The input:
"""
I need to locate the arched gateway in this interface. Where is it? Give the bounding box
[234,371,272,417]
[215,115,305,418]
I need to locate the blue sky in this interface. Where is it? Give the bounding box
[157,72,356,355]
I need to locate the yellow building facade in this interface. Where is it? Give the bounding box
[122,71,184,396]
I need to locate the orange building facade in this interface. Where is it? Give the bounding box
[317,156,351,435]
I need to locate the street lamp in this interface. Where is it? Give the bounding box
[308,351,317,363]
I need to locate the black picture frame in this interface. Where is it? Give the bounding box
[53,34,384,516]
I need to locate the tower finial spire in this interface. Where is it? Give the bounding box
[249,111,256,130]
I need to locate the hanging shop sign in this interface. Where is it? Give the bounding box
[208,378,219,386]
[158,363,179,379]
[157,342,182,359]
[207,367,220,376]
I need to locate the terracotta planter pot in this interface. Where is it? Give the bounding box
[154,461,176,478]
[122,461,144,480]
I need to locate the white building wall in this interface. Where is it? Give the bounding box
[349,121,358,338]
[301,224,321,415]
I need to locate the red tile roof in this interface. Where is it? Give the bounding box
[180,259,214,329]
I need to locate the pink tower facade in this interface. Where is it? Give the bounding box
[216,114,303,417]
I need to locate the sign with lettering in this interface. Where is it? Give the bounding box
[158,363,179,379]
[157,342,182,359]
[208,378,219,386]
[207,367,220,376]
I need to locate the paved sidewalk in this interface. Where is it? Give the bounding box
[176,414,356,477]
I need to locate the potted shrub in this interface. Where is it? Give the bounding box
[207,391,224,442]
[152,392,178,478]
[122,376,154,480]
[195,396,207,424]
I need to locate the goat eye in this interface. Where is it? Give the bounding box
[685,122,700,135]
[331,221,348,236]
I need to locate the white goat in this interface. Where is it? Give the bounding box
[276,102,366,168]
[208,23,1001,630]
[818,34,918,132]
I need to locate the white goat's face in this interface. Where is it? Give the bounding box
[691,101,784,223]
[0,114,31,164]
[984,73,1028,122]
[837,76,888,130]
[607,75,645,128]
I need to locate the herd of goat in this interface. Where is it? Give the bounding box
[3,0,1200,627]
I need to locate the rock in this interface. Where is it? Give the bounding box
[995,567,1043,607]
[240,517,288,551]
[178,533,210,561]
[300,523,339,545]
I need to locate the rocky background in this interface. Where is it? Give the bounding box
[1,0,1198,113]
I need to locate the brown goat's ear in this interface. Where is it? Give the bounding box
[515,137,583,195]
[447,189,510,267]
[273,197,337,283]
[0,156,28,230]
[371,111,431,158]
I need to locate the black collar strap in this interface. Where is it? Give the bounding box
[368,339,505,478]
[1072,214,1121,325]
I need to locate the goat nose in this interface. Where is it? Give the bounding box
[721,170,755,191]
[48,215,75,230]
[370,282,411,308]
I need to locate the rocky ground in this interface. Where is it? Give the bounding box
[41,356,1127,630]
"""
Task directions:
All entries must be duplicated exactly, with none left out.

Finished task:
I need to locate the arched gateway in this interface. Where is it? Give the bounding box
[234,371,272,417]
[215,115,305,418]
I need to locate the blue sky in this interface. Where is it? Give the bounding box
[157,72,356,355]
I need to locate the yellow building facade in this interface. Where is it? Give the bounding box
[122,71,184,396]
I need to locate the orange building facade in this interface. Where is it? Give the bounding box
[317,156,351,435]
I need to locate the street lamp in this interface. Where is it? Give the bounding box
[308,351,317,363]
I need to locate the black picture frame in this interface. Where is it? Give the bounding box
[53,34,384,516]
I need to locate the tower finial spire in this interface. Where is it? Give the bounding box
[249,111,256,130]
I need to locate the hanging shop sign in this interface. Where is it? Give the bounding box
[208,378,219,386]
[158,363,179,379]
[157,342,182,359]
[207,367,220,376]
I need to locate the terracotta planter pot in this interface. Where is it? Give the bounding box
[154,461,176,478]
[122,461,144,480]
I need to locate the white building wall in this interface. Where is it? Give the bounding box
[349,121,358,338]
[301,224,321,415]
I need to locate the red tile roof in this interface. Where is it? Give the bounding box
[180,259,214,329]
I need to locate the pink tower facade in this interface. Where is it? Give the bounding box
[216,114,303,417]
I need to locate the sign with lettering in this interface. Where is it? Give the bounding box
[158,363,179,379]
[157,342,182,359]
[208,378,219,386]
[207,367,220,376]
I need to locate the paved sidewalk in this interface. Where is it? Give the bounding box
[176,414,356,477]
I need to locate the potted shrub in this interface. Where is it? Give the bounding box
[207,391,224,442]
[152,392,178,478]
[122,376,154,480]
[195,396,207,424]
I need to locate the goat eye in this interface. Where is it? Give the bounding box
[685,122,700,135]
[331,221,348,236]
I need to locate the white goat in this interface. Where is it? Give the bounding box
[276,102,366,168]
[208,23,1001,630]
[818,34,918,132]
I need to locate the white goat's face in this interface. Where is it? Give the bounding box
[691,101,784,223]
[0,114,31,164]
[984,73,1028,122]
[837,76,888,130]
[607,75,645,128]
I need to locate the herd of goat in this interface. Where is it? Give the bounding box
[3,0,1200,627]
I need to locate the rock in this interface. Where is it? Give the bounding box
[995,567,1043,607]
[240,517,288,551]
[178,533,210,561]
[300,523,339,545]
I need to locate the rocky background in this interface. Where is it? Give the bounding box
[1,0,1198,113]
I need to locate the brown goat's ear in this interface. Where is it? Give the bounding box
[515,137,583,195]
[447,189,510,267]
[273,197,337,283]
[0,156,28,230]
[371,111,431,158]
I need to locate the black collar strap in this interface. Where is it? Give the bounding box
[368,339,505,478]
[1072,214,1121,325]
I need to locate the goat nose in this interface. Where is it? Give the bounding box
[721,170,755,191]
[48,215,75,230]
[370,282,411,308]
I need to locate the rocky ground in this interface. Where is it? Give the bounding box
[41,356,1127,630]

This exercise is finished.